→ **TEXT EXCERPT**:
These instruments (enduring documents) fundamentally rely upon an attorney honouring the significant trust placed in them by the principal. It is therefore critical to the integrity of the enduring power of attorney system that the law does all it can to safeguard that trust …
5.26 Ms Breusch explained to the NSW Parliamentary Committee that:
it is too easy for an attorney to become a rogue attorney and not have any checks made until things have gone a long way wrong … The idea is that it [a register] would allow an easy check to see who has been appointed but it would [also] allow someone to record a revocation. At the moment a revocation just takes place by individuals, the previously appointed attorney, in writing saying that their power has been revoked. If we do not know their address there is no certainty that person receives it which means that is also complicated.
5.27 In Equality, Capacity and Disability, the ALRC recommended that the Australian and state and territory governments develop methods of information sharing about substitute decision-maker appointments including enduring attorneys and guardians. In particular, the ALRC noted that information sharing could take the form of an online register of appointments.
5.28 The ALRC also received a broad range of submissions to this Inquiry supporting the establishment of a register. Those submissions are replete with examples of abuse of enduring documents. There are three factors that appear to support abuse:
principals with diminished decision-making ability have limited ability to monitor the activities of their attorney;
family members are most commonly appointed as attorneys and this relationship of trust makes it less likely the principal and third parties will question the actions of attorneys; and
there is generally a limited understanding in the community of the powers and duties of the attorney.
A register would reduce abuse
5.29 Registration would assist in ensuring that enduring documents are operative only in circumstances genuinely authorised by an older person, upholding choice and control. The establishment of a register would:
ensure that only one enduring document can be registered at any one time;
enable the easy identification of documents that are live (that is active because they commence on signing or because it has been appropriately confirmed that the principal no longer has relevant decision-making ability); and
provide clarity as to the precise roles and powers of the attorney.
5.30 The Eastern Community Legal Centre submitted that a register ‘will help minimise the extent to which these documents are misused, forged or amended without consent or knowledge of the older person and their families. It will also be helpful in cases where the original document has been lost or destroyed.’
5.31 This view was been supported by academics who have noted that:
Registration has become popular as a way of ensuring the effectiveness of enduring powers of attorney as a vehicle for recording a principal’s wishes. A common issue arising is confusion in determining whether a valid enduring power of attorney exists and, if so, who the appointees are and what are the wishes of the principal the instrument reflects.

→ **DATA FOR REVIEW**:
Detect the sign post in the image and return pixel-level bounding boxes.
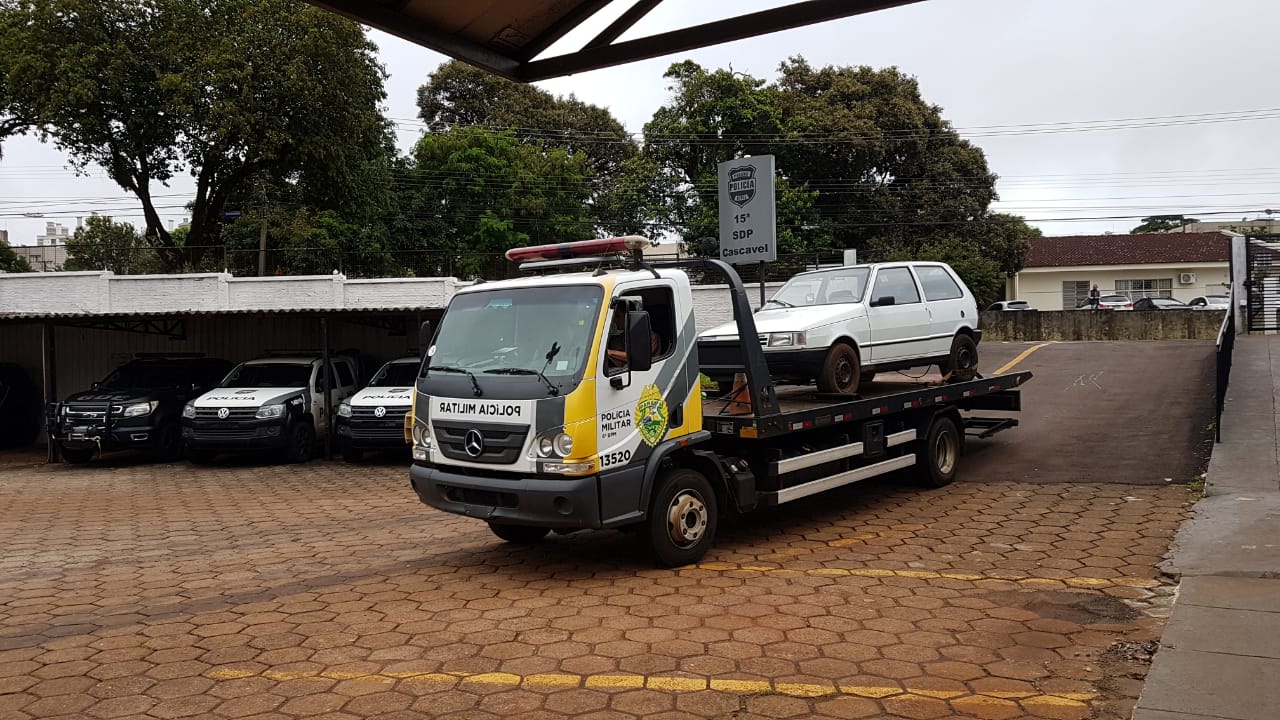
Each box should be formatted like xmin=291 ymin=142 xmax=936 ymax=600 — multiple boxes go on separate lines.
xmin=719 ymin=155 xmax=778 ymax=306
---
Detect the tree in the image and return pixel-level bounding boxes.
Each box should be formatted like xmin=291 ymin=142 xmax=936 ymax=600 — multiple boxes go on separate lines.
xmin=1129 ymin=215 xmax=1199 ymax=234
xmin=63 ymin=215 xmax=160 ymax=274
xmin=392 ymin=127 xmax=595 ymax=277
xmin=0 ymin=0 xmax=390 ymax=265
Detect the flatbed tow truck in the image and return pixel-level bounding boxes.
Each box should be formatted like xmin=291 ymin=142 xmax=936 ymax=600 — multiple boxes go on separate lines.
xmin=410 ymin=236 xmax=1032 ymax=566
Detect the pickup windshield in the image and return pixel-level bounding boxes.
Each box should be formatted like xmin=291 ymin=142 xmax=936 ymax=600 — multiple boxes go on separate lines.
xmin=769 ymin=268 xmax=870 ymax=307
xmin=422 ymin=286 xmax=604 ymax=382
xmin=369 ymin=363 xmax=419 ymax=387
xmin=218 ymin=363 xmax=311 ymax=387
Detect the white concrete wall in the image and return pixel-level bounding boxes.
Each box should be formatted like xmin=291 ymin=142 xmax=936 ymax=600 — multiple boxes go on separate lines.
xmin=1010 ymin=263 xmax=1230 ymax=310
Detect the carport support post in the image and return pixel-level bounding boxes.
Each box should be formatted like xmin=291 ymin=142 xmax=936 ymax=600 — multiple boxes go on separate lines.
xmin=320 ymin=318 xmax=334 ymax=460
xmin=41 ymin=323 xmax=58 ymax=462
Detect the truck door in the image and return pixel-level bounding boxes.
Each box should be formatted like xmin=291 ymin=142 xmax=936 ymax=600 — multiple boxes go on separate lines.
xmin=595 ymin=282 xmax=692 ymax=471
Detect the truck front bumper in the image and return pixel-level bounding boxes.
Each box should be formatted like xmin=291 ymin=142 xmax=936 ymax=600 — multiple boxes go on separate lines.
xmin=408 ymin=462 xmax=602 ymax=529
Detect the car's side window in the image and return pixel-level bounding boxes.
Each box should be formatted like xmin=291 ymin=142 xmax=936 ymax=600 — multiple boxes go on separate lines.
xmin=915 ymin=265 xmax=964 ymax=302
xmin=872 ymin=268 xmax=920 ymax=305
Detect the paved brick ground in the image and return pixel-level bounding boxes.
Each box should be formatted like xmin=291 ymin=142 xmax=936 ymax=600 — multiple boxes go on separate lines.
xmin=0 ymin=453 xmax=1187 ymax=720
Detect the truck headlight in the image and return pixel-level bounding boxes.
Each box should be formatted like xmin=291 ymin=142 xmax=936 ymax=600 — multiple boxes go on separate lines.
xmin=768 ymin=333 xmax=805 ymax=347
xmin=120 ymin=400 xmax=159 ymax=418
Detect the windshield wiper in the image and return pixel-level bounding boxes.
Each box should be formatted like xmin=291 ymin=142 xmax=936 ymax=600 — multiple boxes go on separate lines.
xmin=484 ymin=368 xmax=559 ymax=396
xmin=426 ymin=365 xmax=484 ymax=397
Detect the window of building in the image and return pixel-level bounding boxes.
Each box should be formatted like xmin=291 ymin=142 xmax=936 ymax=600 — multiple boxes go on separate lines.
==
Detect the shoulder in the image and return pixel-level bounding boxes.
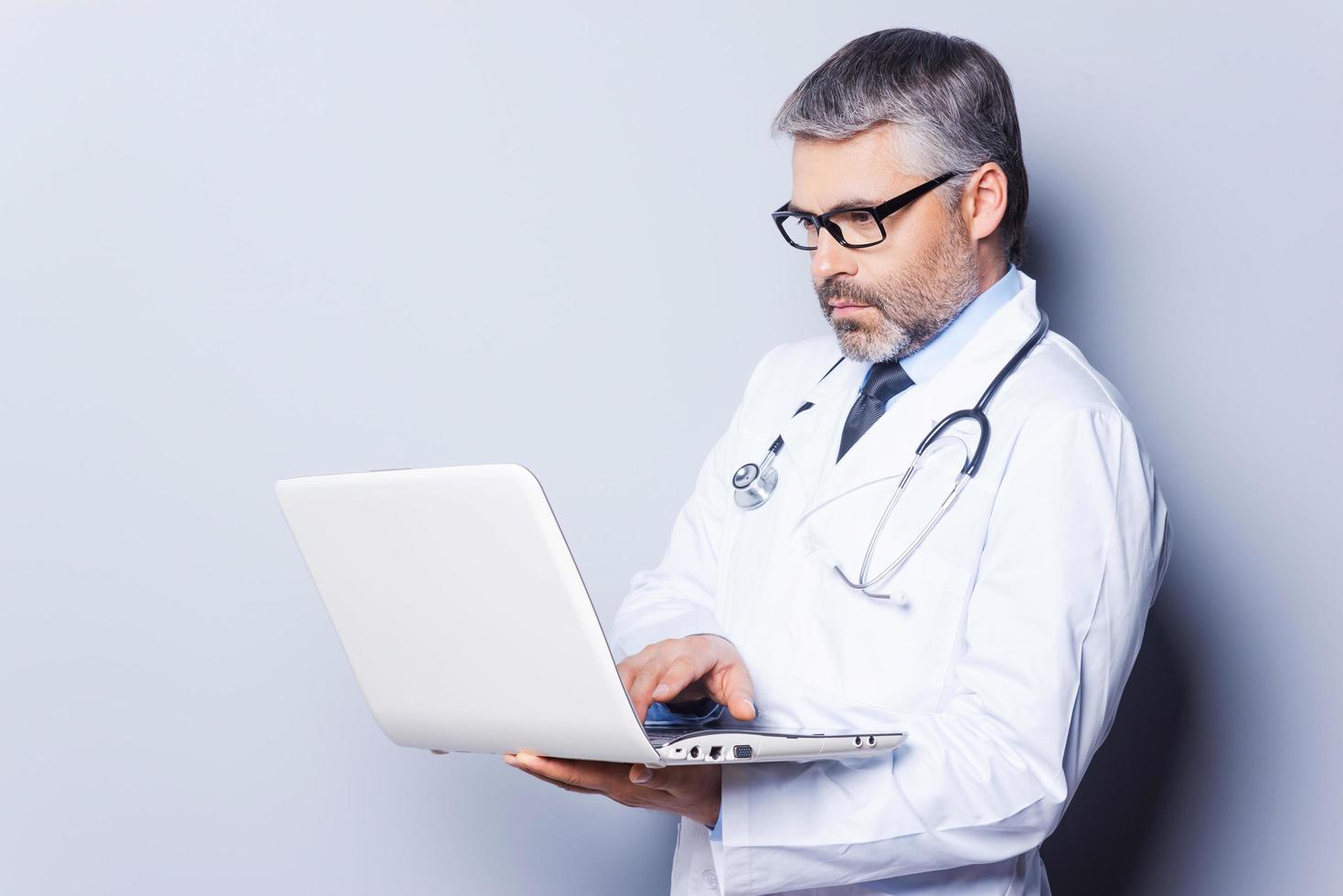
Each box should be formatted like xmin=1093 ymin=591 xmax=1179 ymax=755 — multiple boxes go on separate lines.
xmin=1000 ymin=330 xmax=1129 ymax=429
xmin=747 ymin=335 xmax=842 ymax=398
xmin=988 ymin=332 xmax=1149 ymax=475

→ **WORK ITEM A**: In the excerpt on enduring powers of attorney, why does Ms Breusch say that revoking an attorney's power is currently complicated? Answer in one to three sentences.
→ **WORK ITEM B**: According to the excerpt on enduring powers of attorney, what form did the ALRC note that information sharing about substitute decision-maker appointments could take?
→ **WORK ITEM C**: Can you pick up the excerpt on enduring powers of attorney right after its last sentence and carry it forward?

→ **TASK RESPONSE A**: A revocation is currently made by the individual writing to the previously appointed attorney to say that the power has been revoked. If that attorney's address is not known, there is no certainty that the attorney receives it.

→ **TASK RESPONSE B**: An online register of appointments.

→ **TASK RESPONSE C**:
5.32 In relation to providing specific protection against abuse, a register would prevent:
an attorney attempting to rely on an enduring document that has been revoked; and
an individual attempting to arrange a subsequent enduring document in circumstances where there is a question as to the decision-making ability of the principal.
5.33 Seniors Rights Victoria submitted that:
an attorney could potentially purport to rely on the original document to exercise powers that have since been revoked. In the absence of the revocation document, a certified copy of a POA document could still be purported to be evidence of a valid POA although it is a clear abuse of power.
5.34 Another potential value of registration was highlighted by a number of submitters, including Legal Aid (ACT)—‘[c]ompulsory registration of powers of attorneys may assist in preventing elder abuse, as it may alert attorneys to a further level of oversight required in complying with their duties and responsibilities.’
5.35 In addition, a register may have broader benefits than simply protecting an older person from abuse. The Eastern Community Legal Centre noted that:
Registration would allow authorities such as hospitals, banks, lawyers and aged care facilities to verify documents that are presented to them.
A consequence of the private nature of such instruments is that upon presentation of the instrument to a third party such as a bank or aged care facility, the third party has no way of confirming that the instrument is valid and has not been subsequently revoked.
5.36 Registration would assist banks and other financial institutions, organisations, companies and service providers to establish the authenticity and currency of enduring instruments more easily. This may protect against financial abuse and also facilitate transactions where difficulty in confirming the authenticity of an enduring document has delayed property transactions unnecessarily. As the University of Newcastle Legal Centre observed:
it would be in the interests of those being asked to rely upon the authenticity of appointing documents, if there was the ability to confirm the authenticity of the document (in particular any institution or individual being asked to release an asset on the basis of a power of attorney document, would likely be keen to gain confirmation that the document they are presented with is genuine).
5.37 The financial services industry was strongly in favour of a register of enduring powers of attorney. The Australian Bankers’ Association (ABA), which has long advocated for a register, submitted that:
our member banks have noted an increased use of formal arrangements and the number of substitute decision making instruments being presented by third parties. This includes power of attorney appointments and appointments of financial managers by the relevant State Civil and Administrative Tribunal. The industry is concerned that the ageing population in Australia will mean that the use of formal arrangements is only likely to become more prevalent.
5.38 The ABA also said that the registration of enduring documents and their revocation would allow financial institutions and others to ‘more easily establish the authenticity and currency of the instrument.’
5.39 A register would also assist hospitals and health care professionals to identify quickly whether a patient had appointed a substitute decision maker and then contact that person.
5.40 The ALRC also proposes that guardianship and financial administration orders should be added to the national online register. Currently, when a guardian or administrator moves interstate they must apply to the tribunal in their new state for the order of appointment in their old state to be recognised. In NSW, for example, only the appointed guardian or financial manager can apply for recognition of the appointment. In consultations, the ALRC heard of situations where a person is taken interstate by family members, ‘beyond the reach’ of a guardianship order. In this set of circumstances, the family is unlikely to register the pre-existing order, and may apply for a new order without reference to the current standing appointment. The national online register should prevent a person from making any new applications in a new jurisdiction.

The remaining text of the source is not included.